Copy the lines below word for word, from the one containing "Please mark the roof" through the last line, including both.

---

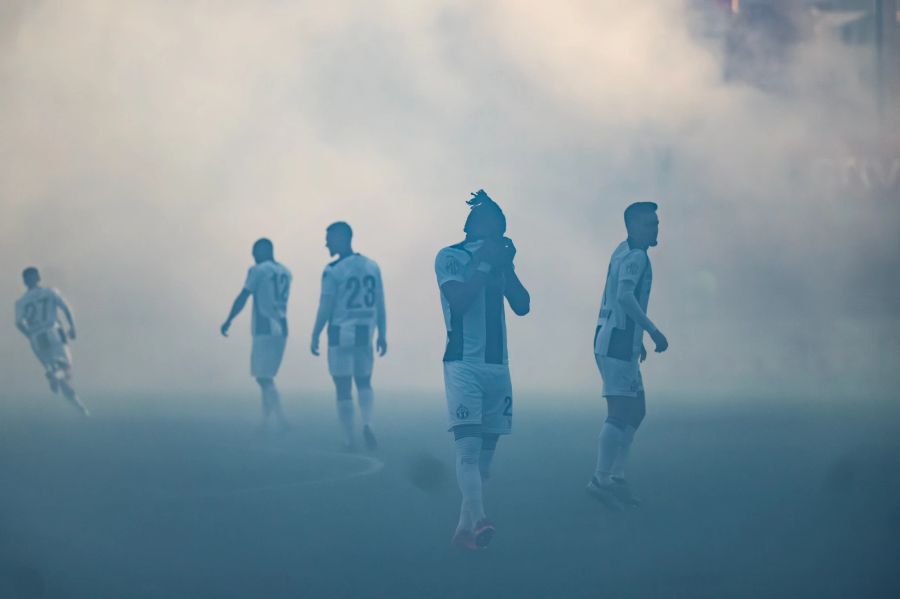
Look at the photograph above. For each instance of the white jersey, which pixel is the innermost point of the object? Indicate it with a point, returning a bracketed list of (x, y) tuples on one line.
[(479, 334), (270, 284), (617, 335), (353, 286), (38, 310)]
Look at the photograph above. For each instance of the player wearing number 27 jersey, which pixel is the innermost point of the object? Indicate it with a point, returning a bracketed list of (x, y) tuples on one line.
[(352, 306), (37, 317), (476, 278), (269, 283)]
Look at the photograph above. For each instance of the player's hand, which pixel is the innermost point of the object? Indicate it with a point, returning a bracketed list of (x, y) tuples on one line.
[(496, 253), (662, 344)]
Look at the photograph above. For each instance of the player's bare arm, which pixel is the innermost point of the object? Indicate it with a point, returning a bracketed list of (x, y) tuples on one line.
[(326, 308), (239, 302), (381, 322), (627, 300), (68, 314)]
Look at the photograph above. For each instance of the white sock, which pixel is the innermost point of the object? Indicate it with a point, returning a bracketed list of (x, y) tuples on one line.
[(618, 468), (468, 450), (366, 399), (345, 416), (608, 448)]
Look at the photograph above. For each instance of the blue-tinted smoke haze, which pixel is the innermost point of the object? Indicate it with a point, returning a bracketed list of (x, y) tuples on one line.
[(146, 145)]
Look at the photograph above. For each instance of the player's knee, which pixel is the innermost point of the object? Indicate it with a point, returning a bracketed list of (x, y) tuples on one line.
[(463, 431), (489, 441)]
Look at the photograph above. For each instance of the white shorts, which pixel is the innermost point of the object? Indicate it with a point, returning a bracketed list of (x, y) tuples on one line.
[(52, 349), (479, 394), (351, 361), (265, 358), (621, 378)]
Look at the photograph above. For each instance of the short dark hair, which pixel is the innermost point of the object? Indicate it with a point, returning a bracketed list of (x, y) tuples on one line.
[(483, 207), (264, 245), (340, 228), (638, 209)]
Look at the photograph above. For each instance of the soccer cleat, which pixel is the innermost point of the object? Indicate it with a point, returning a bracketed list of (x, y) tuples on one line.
[(484, 533), (605, 494), (624, 494), (369, 438), (464, 539)]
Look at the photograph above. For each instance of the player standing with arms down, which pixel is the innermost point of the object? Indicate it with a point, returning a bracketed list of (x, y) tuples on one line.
[(475, 277), (37, 317), (352, 305), (618, 349), (269, 282)]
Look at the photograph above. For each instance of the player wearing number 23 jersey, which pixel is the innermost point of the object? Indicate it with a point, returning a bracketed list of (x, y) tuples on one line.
[(352, 306), (269, 283)]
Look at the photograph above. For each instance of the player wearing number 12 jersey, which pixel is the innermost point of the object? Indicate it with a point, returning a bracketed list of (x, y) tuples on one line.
[(37, 317), (269, 282), (352, 305), (476, 278)]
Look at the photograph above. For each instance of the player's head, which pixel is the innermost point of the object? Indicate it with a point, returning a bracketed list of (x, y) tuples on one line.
[(642, 224), (339, 238), (31, 277), (263, 250), (485, 218)]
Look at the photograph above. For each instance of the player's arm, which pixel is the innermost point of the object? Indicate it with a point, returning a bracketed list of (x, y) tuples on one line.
[(20, 324), (461, 294), (628, 301), (67, 312), (239, 302), (518, 297), (380, 318), (326, 308)]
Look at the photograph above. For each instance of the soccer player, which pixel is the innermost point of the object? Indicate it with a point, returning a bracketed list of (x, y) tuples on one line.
[(618, 349), (269, 282), (352, 305), (475, 277), (37, 317)]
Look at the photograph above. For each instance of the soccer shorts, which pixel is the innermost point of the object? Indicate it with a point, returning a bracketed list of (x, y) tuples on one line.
[(621, 378), (479, 394), (351, 361), (52, 349), (265, 358)]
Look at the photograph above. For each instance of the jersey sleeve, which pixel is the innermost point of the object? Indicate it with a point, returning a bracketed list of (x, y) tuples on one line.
[(252, 279), (632, 269), (449, 265)]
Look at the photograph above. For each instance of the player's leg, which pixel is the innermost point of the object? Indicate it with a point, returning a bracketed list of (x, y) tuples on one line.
[(63, 375), (363, 359), (634, 415), (271, 401), (467, 443), (464, 412), (343, 386)]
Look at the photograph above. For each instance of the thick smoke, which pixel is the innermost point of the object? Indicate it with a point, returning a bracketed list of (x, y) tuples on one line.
[(146, 145)]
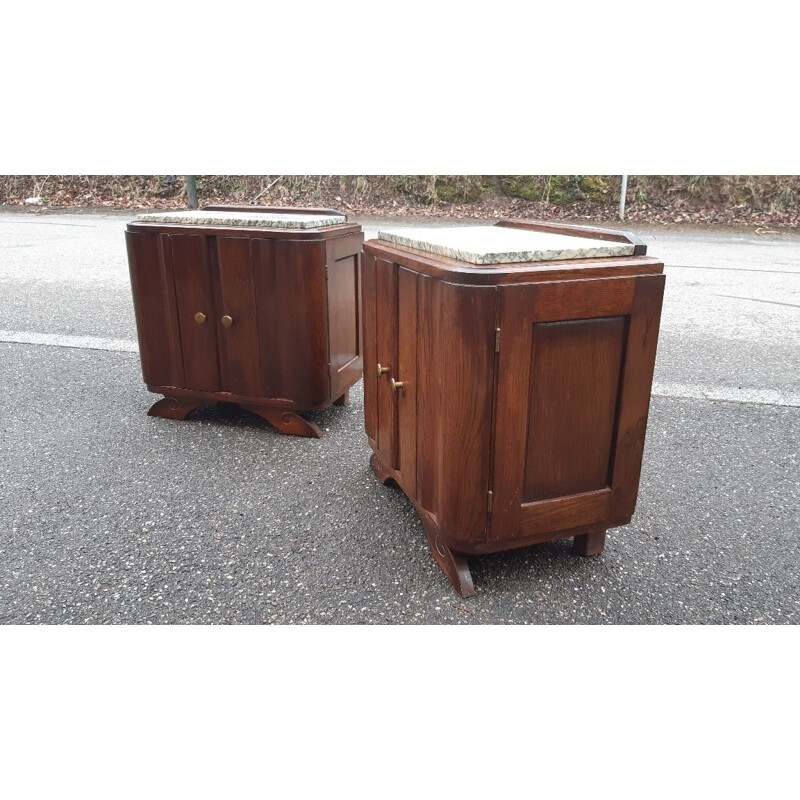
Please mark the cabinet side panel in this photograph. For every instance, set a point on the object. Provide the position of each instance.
(406, 399)
(292, 316)
(370, 358)
(238, 344)
(194, 290)
(343, 303)
(428, 398)
(386, 330)
(460, 386)
(574, 389)
(152, 293)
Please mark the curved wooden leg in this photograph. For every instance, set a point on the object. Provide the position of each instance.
(453, 564)
(286, 421)
(589, 544)
(380, 469)
(176, 407)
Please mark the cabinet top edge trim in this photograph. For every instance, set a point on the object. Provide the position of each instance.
(464, 272)
(288, 234)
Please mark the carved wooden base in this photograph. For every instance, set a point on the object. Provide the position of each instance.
(175, 407)
(589, 544)
(381, 470)
(283, 421)
(287, 421)
(453, 564)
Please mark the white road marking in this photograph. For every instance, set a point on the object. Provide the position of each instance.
(761, 397)
(62, 340)
(690, 391)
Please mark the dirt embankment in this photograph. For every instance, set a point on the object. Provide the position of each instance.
(765, 201)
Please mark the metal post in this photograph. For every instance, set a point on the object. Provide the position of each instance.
(191, 190)
(622, 192)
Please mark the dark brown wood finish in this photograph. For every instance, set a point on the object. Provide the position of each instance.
(523, 407)
(267, 318)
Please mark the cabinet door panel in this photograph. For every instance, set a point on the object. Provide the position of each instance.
(575, 371)
(194, 292)
(156, 315)
(240, 353)
(456, 366)
(343, 303)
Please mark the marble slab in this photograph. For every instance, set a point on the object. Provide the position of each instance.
(491, 244)
(244, 219)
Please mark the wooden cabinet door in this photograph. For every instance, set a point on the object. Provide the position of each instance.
(240, 364)
(405, 398)
(386, 356)
(575, 370)
(194, 293)
(369, 314)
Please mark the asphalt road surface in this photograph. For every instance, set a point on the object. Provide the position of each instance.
(110, 516)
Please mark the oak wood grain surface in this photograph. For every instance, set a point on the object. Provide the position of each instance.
(525, 390)
(263, 317)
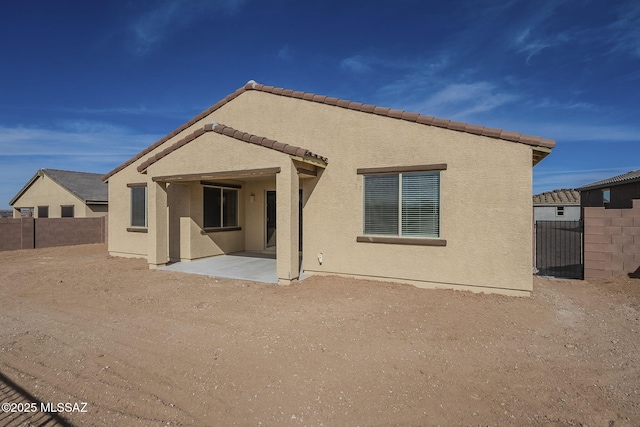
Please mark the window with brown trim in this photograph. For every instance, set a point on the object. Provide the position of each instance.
(402, 204)
(220, 207)
(138, 206)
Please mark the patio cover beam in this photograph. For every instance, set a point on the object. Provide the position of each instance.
(246, 173)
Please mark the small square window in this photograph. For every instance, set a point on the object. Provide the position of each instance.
(139, 206)
(220, 207)
(66, 211)
(43, 211)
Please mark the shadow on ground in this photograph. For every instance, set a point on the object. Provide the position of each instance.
(24, 408)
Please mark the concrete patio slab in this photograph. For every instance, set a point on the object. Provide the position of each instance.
(255, 267)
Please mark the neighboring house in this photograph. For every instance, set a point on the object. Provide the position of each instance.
(612, 193)
(611, 216)
(371, 192)
(557, 205)
(52, 193)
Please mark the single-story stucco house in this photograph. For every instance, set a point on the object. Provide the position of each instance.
(360, 190)
(557, 205)
(53, 193)
(617, 192)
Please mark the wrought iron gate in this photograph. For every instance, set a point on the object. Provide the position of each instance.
(559, 249)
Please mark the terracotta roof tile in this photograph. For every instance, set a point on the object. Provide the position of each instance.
(358, 106)
(396, 114)
(557, 197)
(233, 133)
(412, 117)
(625, 178)
(331, 101)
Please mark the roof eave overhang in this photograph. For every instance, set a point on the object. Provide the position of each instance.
(607, 185)
(540, 153)
(29, 183)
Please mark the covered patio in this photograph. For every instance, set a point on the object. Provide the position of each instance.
(250, 266)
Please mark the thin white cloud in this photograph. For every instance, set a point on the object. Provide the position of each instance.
(625, 31)
(356, 64)
(460, 100)
(547, 180)
(581, 132)
(169, 16)
(73, 139)
(285, 53)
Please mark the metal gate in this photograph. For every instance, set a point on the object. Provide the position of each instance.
(559, 249)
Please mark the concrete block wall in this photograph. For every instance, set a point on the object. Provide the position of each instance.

---

Task response =
Please mark the roof eave overhang in this photograph. For every instance, set a point on the object. Provide the position of each instance.
(607, 185)
(540, 153)
(29, 183)
Please mark the covered patio in this photograph. For every instance, set a point on the object. Provide the position of each instance.
(250, 266)
Please mark the thin white cloud in this photograph. For every instance, set a point on the object. Provide the position of each instance.
(625, 31)
(356, 64)
(460, 100)
(547, 180)
(581, 132)
(169, 16)
(73, 139)
(285, 53)
Please mark the metal gate in this photograph. For every instance, set a point on the object. Provide the position of each instance.
(559, 249)
Please mark the concrete block wall in this photograph. For every instance, set a point on the object. Provide the position of each instance.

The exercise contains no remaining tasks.